| Supplied data |
......

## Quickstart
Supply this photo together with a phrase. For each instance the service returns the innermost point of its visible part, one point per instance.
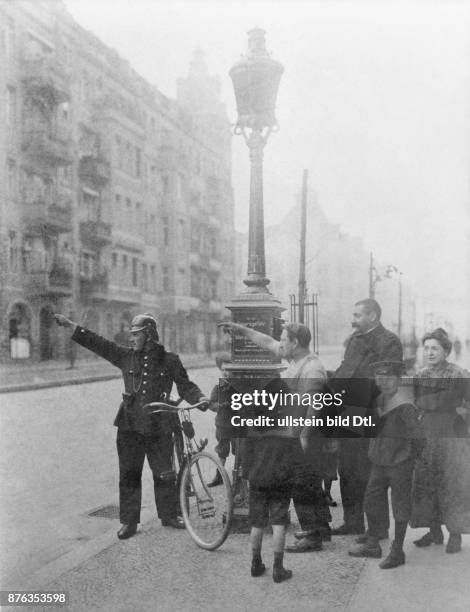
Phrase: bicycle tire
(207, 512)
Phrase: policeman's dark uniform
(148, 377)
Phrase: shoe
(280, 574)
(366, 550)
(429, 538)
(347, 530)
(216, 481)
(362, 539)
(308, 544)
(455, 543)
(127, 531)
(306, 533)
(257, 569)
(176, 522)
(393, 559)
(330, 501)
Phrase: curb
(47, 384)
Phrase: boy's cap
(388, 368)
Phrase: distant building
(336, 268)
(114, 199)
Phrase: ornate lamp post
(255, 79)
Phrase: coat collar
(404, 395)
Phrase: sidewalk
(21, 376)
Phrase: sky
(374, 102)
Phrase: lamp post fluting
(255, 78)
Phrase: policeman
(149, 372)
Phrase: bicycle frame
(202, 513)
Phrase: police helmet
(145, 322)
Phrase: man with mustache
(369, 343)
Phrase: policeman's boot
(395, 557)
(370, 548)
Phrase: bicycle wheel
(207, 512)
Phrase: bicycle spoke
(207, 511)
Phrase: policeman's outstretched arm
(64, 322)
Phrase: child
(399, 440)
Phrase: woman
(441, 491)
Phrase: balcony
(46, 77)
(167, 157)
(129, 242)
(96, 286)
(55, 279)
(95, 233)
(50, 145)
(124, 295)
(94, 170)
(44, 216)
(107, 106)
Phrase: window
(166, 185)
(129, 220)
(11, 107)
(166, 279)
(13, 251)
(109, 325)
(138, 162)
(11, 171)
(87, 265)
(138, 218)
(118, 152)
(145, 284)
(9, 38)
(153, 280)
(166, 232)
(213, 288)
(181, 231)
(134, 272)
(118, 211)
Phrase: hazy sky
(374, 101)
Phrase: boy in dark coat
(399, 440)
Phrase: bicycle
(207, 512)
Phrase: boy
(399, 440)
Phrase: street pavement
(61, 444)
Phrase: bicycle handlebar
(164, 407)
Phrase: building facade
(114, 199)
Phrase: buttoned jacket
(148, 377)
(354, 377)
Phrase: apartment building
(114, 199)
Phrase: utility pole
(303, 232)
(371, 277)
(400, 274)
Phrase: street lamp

......

| What is required |
Write out exactly the lines from the one containing "Phrase: buttoned jacket" through the end of the data, both included. Add nothing else.

| Result of the exercise |
Phrase: buttoned jacket
(148, 377)
(354, 377)
Phrase: apartment building
(114, 199)
Phrase: utility pole
(303, 232)
(371, 277)
(400, 274)
Phrase: street lamp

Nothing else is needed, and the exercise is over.